- **Given text**:
◆ ◆ ◆ ◆ ◆
How can low-code reduce the IT dependency of businesses?
This might sound familiar to you... The project is running late, the new product hasn’t been completed on time. IT and business start blaming each other at the next meeting. IT has failed to deliver on time and have been accused by the business reps that what they have delivered so far is useless.
The chief developer insists that that’s what the business side requested. The developers are only able to work with what they’ve been given, but they didn’t receive any precise specifications and the scope of the project has changed at least seventy times, which even their agile methodology was unable to keep up with. Not to mention that the entire development unit is incredibly overburdened and has three times as many projects as they can handle and when they’re in the final stages of a project, some manager always comes up with a “super urgent” request.
Civvies on the scene - becoming a citizen developer
One of the results of the conflicts of interests and tensions is that the business side starts building databases on its own, conjuring things up in Excel, etc. This soon produces a shadow IT in which IT operations basically have no say at all. Coupled with an inability to validate company policies, thus resulting in great IT security (and GDPR) risks.
◆ ◆ ◆ ◆ ◆
- **Brief A**: From the low-code article's paragraph beginning "The chief developer insists", list each problem the developers' side raises.
The low-code article and the entries that follow it come from unrelated sources.

Entries from an annotation dataset
◆ ◆ ◆ ◆ ◆
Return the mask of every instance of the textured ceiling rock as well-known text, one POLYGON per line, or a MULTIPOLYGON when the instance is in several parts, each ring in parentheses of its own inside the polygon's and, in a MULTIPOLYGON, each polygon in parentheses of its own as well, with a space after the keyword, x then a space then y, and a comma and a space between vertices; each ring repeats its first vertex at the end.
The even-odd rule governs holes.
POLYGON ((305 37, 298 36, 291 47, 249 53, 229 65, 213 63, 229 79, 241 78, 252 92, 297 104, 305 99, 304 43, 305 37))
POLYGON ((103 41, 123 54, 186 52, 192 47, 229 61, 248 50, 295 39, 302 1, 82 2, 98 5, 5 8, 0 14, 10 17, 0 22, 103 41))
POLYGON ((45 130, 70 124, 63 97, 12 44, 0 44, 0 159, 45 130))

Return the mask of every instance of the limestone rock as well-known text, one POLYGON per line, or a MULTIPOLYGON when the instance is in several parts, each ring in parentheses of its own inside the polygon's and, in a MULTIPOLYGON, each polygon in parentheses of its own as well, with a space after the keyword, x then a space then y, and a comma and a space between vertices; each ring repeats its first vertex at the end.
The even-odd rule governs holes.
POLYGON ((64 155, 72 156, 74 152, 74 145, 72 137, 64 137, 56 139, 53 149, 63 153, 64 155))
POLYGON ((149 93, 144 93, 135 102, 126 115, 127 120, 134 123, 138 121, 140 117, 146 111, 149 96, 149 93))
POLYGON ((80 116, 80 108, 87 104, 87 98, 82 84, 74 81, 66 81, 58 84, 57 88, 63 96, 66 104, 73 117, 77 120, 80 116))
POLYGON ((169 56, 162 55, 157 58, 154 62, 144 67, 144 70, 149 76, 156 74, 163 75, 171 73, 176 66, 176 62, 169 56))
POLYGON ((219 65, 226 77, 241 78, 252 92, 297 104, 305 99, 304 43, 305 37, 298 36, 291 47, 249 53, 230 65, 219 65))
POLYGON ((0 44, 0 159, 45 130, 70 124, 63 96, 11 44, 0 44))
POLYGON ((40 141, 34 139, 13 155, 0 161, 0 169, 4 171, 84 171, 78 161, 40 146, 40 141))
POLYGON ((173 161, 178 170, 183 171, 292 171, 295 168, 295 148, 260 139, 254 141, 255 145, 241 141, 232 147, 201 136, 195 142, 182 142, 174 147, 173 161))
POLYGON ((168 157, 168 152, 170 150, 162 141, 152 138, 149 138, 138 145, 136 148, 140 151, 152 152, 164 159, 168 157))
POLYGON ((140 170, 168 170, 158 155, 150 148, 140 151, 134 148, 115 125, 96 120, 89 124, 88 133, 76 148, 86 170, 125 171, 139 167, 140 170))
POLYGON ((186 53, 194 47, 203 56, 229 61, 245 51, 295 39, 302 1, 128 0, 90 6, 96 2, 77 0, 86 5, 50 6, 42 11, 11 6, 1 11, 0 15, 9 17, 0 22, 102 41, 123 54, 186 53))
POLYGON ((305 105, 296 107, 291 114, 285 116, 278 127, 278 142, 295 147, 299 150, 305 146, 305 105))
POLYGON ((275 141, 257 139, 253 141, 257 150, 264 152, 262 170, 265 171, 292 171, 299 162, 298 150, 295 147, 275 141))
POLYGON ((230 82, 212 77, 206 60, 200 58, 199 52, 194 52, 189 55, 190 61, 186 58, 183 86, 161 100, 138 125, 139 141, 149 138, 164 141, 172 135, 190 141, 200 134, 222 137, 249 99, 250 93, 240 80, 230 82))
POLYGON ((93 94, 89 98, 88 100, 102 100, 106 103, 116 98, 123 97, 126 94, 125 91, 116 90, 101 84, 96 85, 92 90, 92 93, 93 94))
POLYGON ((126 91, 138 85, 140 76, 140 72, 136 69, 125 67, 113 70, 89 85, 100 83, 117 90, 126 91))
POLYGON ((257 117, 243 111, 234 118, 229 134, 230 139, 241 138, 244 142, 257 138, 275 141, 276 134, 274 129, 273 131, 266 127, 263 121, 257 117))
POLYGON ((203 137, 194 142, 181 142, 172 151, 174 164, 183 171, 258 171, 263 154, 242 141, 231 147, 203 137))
◆ ◆ ◆ ◆ ◆
- **Brief B**: Transcribe the entries from the line containing "Return the mask of every instance of the limestone" to the line containing "POLYGON ((275 141, 257", including both of those lines.

- **Written answer A**:
- They received no precise specifications.
- The project scope changed at least seventy times, more than even their agile methodology could keep up with.
- The development unit is incredibly overburdened, with three times as many projects as it can handle.
- When they are in the final stages of a project, some manager always comes up with a "super urgent" request.

- **Written answer B**:
Return the mask of every instance of the limestone rock as well-known text, one POLYGON per line, or a MULTIPOLYGON when the instance is in several parts, each ring in parentheses of its own inside the polygon's and, in a MULTIPOLYGON, each polygon in parentheses of its own as well, with a space after the keyword, x then a space then y, and a comma and a space between vertices; each ring repeats its first vertex at the end.
The even-odd rule governs holes.
POLYGON ((64 155, 72 156, 74 152, 74 145, 72 137, 64 137, 56 139, 53 149, 63 153, 64 155))
POLYGON ((149 93, 144 93, 135 102, 126 115, 127 120, 134 123, 138 121, 140 117, 146 111, 149 96, 149 93))
POLYGON ((80 116, 80 108, 87 104, 87 98, 82 84, 74 81, 66 81, 58 84, 57 88, 63 96, 66 104, 73 117, 77 120, 80 116))
POLYGON ((169 56, 162 55, 157 58, 154 62, 144 67, 144 70, 149 76, 156 74, 163 75, 171 73, 176 66, 176 62, 169 56))
POLYGON ((219 65, 226 77, 241 78, 252 92, 297 104, 305 99, 304 43, 305 37, 298 36, 291 47, 249 53, 230 65, 219 65))
POLYGON ((0 44, 0 159, 45 130, 70 124, 63 96, 11 44, 0 44))
POLYGON ((40 141, 34 139, 13 155, 0 161, 0 169, 4 171, 84 171, 78 161, 40 146, 40 141))
POLYGON ((173 161, 178 170, 183 171, 292 171, 295 168, 295 148, 260 139, 254 141, 255 145, 241 141, 232 147, 201 136, 195 142, 182 142, 174 147, 173 161))
POLYGON ((168 157, 168 152, 170 150, 162 141, 152 138, 149 138, 138 145, 136 148, 140 151, 152 152, 164 159, 168 157))
POLYGON ((140 170, 168 170, 158 155, 150 148, 140 151, 134 148, 115 125, 96 120, 89 124, 88 133, 76 148, 86 170, 125 171, 139 167, 140 170))
POLYGON ((186 53, 194 47, 203 56, 229 61, 245 51, 295 39, 302 1, 128 0, 90 6, 96 2, 77 0, 86 5, 50 6, 42 11, 11 6, 1 11, 0 15, 9 17, 0 22, 102 41, 123 54, 186 53))
POLYGON ((305 105, 296 107, 291 114, 285 116, 278 127, 278 142, 295 147, 299 150, 305 146, 305 105))
POLYGON ((275 141, 257 139, 253 141, 257 150, 264 152, 262 170, 265 171, 292 171, 299 162, 298 150, 295 147, 275 141))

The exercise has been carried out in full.